===== Material provided =====

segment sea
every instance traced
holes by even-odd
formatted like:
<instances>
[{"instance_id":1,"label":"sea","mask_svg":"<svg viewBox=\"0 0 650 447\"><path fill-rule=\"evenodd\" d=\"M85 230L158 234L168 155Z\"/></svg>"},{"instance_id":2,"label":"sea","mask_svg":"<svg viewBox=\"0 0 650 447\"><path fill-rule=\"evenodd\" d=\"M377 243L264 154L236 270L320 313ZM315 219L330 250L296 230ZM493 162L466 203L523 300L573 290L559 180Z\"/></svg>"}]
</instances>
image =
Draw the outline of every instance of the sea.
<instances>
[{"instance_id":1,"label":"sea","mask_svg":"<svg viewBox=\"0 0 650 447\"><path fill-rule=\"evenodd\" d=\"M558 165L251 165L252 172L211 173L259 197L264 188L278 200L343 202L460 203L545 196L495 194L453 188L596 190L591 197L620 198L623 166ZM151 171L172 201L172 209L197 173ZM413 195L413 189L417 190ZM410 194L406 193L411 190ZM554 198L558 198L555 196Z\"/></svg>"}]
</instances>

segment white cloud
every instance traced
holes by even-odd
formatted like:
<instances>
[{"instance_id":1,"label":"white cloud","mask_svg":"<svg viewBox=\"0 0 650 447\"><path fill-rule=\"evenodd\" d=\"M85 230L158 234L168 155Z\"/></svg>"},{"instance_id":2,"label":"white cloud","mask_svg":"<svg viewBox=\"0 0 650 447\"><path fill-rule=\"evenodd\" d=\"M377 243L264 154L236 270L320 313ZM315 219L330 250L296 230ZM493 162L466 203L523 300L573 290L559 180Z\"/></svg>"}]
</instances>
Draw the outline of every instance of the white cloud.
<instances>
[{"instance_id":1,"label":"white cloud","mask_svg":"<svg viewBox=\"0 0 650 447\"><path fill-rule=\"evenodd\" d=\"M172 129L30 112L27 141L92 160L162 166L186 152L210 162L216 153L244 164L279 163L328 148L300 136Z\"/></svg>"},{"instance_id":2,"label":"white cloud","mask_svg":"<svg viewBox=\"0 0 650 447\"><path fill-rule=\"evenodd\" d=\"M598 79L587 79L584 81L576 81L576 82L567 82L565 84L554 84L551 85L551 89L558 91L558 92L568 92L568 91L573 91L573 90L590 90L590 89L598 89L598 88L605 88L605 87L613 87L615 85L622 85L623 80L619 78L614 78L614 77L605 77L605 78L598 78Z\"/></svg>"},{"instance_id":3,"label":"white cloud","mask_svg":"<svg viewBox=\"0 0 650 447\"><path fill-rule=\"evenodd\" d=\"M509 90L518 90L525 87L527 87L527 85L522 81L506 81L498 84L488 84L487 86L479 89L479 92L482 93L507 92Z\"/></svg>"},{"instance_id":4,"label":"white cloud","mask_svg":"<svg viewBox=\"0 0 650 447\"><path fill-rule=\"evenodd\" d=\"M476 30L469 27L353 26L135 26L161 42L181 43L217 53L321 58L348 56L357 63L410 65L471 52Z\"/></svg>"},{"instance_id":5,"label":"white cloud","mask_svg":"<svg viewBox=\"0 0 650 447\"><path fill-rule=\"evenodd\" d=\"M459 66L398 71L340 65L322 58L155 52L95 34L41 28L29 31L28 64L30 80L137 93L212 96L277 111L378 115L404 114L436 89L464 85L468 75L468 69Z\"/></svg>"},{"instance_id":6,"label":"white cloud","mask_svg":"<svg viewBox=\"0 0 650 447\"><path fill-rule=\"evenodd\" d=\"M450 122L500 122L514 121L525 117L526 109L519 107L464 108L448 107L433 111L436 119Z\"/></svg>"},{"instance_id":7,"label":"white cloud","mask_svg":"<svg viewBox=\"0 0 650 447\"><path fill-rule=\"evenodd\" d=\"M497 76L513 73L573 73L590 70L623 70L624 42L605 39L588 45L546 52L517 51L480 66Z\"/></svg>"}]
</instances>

=====

Find every line in the entries above that contains the word "outline" and copy each one. Case counts.

**Task answer**
Draw the outline of every instance of the sea.
Draw the outline of every instance of the white cloud.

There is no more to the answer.